= Requirement =
Can you render every line of the rows below as a Markdown table with the columns No and Line, skipping blank lines and leaving the pictures out?

= Rows from a collection =

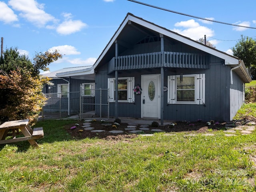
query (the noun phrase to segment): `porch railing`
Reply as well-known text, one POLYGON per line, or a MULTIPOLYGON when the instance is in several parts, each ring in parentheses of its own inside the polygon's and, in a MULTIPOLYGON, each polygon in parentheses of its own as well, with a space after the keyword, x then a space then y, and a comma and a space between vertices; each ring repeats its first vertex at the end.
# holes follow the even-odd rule
POLYGON ((109 73, 116 70, 162 67, 206 69, 209 68, 209 58, 207 54, 155 52, 113 57, 108 66, 109 73))

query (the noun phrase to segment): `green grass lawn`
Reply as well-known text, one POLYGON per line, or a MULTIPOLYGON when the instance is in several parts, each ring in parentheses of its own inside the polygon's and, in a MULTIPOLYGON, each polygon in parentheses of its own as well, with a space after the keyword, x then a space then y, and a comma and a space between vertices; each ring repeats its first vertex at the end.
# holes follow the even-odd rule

= Task response =
| No | Line |
|---|---|
| 1 | query (the noun phrase to segment): `porch railing` |
| 2 | Reply as well-known text, one POLYGON per line, or a MULTIPOLYGON when the instance is in several parts, each ring in parentheses of its own inside the polygon's and, in a MULTIPOLYGON, each polygon in parentheses of its own as well, with a space after the keyword, x then a space then y, and a comma and a space between vertices; each ring repeats its first vertex at the end. |
| 3 | # holes follow the even-odd rule |
| 4 | POLYGON ((109 73, 116 70, 162 67, 206 69, 209 68, 209 58, 207 54, 155 52, 113 57, 108 66, 109 73)) |
| 5 | query (the noun phrase to segment): `green grass lawn` |
| 6 | Reply as well-known text, one POLYGON per line, or a MULTIPOLYGON when the instance is in several parts, each ring in parentheses of its own inside the polygon's and, in a MULTIPOLYGON, each polygon in parentheses of its own as well, with a space after the keyword, x then a space then y, and a comma and a space between vertices; each ring repeats its first vertex at the end. |
| 7 | # holes follow the even-odd rule |